Type out every line below exactly as it reads.

[Saved data entries]
*** Begin section ***

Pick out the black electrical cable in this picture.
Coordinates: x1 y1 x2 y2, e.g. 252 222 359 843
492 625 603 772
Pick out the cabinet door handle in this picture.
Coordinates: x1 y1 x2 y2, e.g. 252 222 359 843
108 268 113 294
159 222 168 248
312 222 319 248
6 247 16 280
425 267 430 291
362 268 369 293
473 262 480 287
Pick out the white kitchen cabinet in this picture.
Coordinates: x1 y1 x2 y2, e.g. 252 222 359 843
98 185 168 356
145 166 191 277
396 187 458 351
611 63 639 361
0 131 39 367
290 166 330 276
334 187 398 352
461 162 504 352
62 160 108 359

*** End section ***

Exercise response:
Pick out the black electrical cable in this picture.
Coordinates: x1 y1 x2 y2, e.g. 252 222 359 843
492 625 603 772
Pick out the cabinet door handle in this picture.
Coordinates: x1 y1 x2 y2, e.g. 252 222 359 843
108 268 113 294
159 222 168 248
312 222 319 248
6 247 16 280
425 267 430 291
362 268 369 293
473 262 480 287
Pick out the white kitchen cabinet in this picture.
Coordinates: x1 y1 x2 y2, e.g. 252 222 359 843
98 185 168 356
145 166 191 277
396 187 458 351
611 63 639 361
0 131 39 367
290 166 330 276
334 187 398 352
461 162 504 352
62 160 108 359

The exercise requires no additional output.